◆ TASK INSTRUCTIONS:
Exactly reproduce the lines from the one containing "of the crumbling" through the last line of the data, both ends included, leaving out pictures.

◆ SUPPLIED RECORDS:
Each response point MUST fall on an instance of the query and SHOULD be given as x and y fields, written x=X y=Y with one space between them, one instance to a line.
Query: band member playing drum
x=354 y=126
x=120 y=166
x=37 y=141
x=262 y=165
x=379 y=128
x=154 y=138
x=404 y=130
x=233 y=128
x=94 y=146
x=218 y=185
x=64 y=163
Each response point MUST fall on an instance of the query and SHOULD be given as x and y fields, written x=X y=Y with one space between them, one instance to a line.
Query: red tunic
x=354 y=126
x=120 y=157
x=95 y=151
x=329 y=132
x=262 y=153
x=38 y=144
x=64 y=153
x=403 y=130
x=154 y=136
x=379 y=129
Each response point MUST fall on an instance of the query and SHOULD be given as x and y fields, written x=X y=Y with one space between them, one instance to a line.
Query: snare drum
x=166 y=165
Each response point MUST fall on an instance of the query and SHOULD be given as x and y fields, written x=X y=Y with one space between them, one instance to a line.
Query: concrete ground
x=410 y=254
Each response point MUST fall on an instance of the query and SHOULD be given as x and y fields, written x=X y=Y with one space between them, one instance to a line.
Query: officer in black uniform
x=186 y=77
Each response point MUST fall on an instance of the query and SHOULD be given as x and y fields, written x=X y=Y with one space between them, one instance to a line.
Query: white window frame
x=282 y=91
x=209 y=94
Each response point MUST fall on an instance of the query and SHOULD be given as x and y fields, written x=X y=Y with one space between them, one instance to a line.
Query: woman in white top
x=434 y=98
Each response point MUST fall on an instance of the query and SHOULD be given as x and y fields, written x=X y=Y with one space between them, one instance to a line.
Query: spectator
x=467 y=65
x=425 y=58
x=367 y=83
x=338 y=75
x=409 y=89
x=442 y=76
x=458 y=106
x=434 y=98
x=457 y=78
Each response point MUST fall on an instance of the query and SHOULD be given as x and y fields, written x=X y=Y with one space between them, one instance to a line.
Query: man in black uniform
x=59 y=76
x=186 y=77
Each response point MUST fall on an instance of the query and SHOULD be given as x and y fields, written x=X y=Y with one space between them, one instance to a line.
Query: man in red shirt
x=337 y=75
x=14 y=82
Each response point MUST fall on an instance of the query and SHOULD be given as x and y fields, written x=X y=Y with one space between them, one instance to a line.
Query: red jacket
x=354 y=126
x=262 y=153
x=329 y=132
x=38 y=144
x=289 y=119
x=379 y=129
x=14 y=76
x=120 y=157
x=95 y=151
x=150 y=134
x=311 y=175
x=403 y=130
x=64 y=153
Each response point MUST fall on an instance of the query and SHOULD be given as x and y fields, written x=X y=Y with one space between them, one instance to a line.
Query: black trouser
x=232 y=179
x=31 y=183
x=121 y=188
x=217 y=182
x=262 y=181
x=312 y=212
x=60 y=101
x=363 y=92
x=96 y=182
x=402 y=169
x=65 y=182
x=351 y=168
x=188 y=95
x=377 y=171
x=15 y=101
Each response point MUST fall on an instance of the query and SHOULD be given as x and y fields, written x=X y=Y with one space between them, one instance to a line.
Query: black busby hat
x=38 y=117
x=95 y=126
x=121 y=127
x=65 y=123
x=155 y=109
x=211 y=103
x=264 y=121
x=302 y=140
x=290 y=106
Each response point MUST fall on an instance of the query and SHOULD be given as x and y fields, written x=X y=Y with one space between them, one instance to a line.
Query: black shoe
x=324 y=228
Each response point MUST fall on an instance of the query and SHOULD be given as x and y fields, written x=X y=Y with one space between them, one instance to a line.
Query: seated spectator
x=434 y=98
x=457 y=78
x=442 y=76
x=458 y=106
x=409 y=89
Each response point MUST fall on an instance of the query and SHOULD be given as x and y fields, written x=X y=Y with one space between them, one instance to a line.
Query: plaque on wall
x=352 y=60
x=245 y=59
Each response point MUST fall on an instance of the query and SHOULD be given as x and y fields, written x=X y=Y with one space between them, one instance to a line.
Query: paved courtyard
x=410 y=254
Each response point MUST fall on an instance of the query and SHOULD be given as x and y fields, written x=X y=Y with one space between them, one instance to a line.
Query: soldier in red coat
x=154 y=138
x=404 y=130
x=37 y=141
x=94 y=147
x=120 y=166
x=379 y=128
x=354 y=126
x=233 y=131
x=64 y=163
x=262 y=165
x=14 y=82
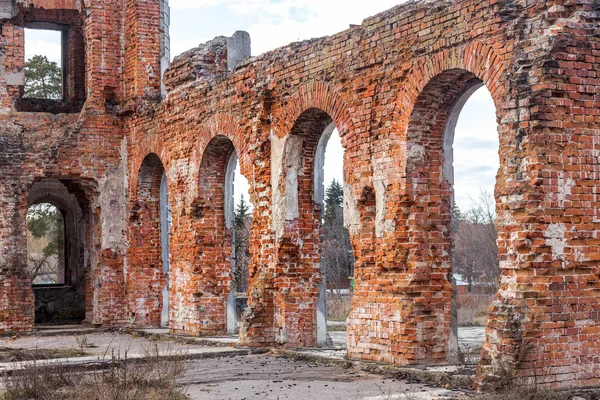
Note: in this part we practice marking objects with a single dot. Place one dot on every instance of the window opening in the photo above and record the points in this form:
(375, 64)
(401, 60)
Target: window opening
(474, 249)
(43, 64)
(46, 244)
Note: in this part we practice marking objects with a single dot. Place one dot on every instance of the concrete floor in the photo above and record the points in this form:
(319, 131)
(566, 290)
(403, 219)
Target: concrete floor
(220, 372)
(269, 377)
(468, 337)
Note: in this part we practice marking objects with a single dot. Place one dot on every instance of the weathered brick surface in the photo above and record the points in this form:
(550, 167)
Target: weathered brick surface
(389, 86)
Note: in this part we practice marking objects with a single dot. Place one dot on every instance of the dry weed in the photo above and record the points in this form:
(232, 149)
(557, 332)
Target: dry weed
(153, 378)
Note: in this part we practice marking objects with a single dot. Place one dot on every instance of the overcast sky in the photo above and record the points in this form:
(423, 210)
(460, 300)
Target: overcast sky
(275, 23)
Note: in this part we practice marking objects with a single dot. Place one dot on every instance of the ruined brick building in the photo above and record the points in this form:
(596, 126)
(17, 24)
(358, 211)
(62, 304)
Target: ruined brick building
(124, 146)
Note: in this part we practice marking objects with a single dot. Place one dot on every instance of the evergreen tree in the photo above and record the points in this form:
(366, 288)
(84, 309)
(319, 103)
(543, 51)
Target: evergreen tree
(243, 220)
(337, 250)
(334, 196)
(43, 79)
(240, 212)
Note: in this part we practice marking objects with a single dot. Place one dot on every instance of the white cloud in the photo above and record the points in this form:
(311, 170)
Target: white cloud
(45, 43)
(190, 4)
(273, 24)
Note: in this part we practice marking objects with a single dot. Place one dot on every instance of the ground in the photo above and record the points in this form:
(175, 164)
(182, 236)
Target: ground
(216, 370)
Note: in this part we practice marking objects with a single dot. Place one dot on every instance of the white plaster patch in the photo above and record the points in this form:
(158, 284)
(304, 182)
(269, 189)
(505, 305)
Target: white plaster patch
(564, 189)
(416, 155)
(351, 216)
(113, 202)
(277, 147)
(380, 207)
(555, 238)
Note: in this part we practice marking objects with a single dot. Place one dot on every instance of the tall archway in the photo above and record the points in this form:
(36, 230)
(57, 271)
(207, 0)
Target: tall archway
(56, 252)
(217, 209)
(429, 183)
(148, 260)
(304, 312)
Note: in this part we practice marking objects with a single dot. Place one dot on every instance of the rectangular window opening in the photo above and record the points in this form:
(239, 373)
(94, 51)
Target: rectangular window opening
(46, 259)
(44, 60)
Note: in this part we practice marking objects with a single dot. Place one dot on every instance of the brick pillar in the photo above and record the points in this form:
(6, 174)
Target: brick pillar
(545, 322)
(16, 296)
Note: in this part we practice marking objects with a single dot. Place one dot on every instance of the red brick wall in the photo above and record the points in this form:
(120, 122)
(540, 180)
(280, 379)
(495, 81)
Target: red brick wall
(388, 86)
(145, 279)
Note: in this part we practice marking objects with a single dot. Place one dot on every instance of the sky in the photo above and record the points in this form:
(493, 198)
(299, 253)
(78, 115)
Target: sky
(275, 23)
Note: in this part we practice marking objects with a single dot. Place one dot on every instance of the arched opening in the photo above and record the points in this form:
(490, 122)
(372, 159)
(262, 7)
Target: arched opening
(224, 218)
(55, 253)
(436, 151)
(314, 173)
(471, 160)
(147, 279)
(238, 216)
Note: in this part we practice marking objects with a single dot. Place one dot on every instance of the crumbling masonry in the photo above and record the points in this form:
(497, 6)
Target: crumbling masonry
(390, 86)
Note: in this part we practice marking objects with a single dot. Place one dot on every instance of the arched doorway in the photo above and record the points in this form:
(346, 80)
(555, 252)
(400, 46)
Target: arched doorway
(148, 259)
(56, 252)
(430, 179)
(312, 264)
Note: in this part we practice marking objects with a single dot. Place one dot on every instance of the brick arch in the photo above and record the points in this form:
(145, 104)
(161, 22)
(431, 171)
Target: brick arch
(209, 276)
(144, 279)
(418, 246)
(478, 58)
(151, 145)
(222, 124)
(316, 95)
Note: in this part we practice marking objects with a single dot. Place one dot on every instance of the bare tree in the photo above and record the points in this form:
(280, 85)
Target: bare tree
(45, 249)
(474, 247)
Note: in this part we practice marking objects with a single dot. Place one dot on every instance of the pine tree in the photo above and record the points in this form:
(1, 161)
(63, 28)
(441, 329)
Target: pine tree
(240, 212)
(334, 196)
(43, 79)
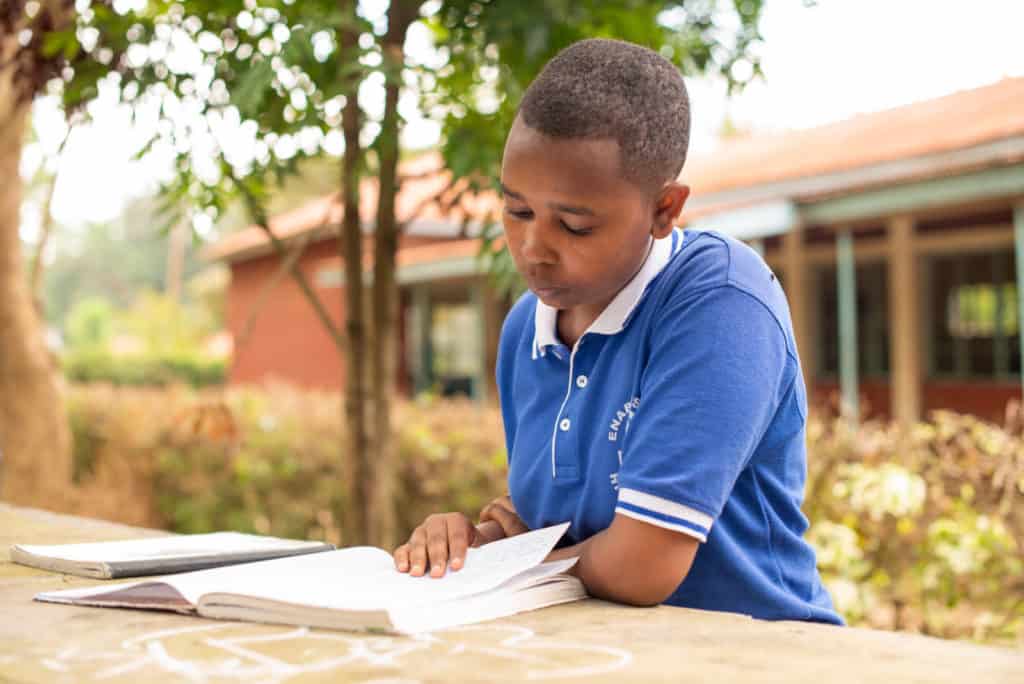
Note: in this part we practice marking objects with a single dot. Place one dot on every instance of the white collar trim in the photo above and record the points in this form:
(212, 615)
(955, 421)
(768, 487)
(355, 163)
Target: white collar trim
(612, 318)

◆ RESPONSE TO THE EXERCISE:
Note: in this part we practice marking objects with a single dot. Place one dot on every instance of the crumbling masonry in the photo above and record the points in this form:
(497, 6)
Target: crumbling masonry
(390, 86)
Note: in this part we practice marking objects with a single dot. Place one dot on every instance of the arched doorway in the photo above and record the points in this form:
(346, 80)
(555, 252)
(400, 46)
Target: arched doorway
(148, 259)
(56, 252)
(430, 179)
(312, 264)
Note: in this part we practice marking objects with a single dot. Place one dot on every instance of the brick arch in the photo above and record the points in this form:
(145, 104)
(161, 22)
(431, 171)
Target: brick arch
(209, 276)
(144, 279)
(418, 246)
(478, 58)
(151, 145)
(222, 124)
(316, 95)
Note: in this part we practice marking objects with a single dot. Place one dot on every instance of the bare tree in the photo above and record the points in this form:
(280, 85)
Target: bare tree
(45, 249)
(474, 247)
Note: in this part we practice marking objects with a single dot. Place one dot on every instance of the pine tree in the photo above and record the points in this form:
(1, 161)
(63, 28)
(441, 329)
Target: pine tree
(240, 212)
(334, 196)
(43, 79)
Note: in this part we practice marking objects with a single dot. Place one dot on every instance of the white collar trim in the photo above and record the points in this form:
(212, 615)
(955, 421)
(768, 487)
(355, 163)
Target: white collar trim
(612, 318)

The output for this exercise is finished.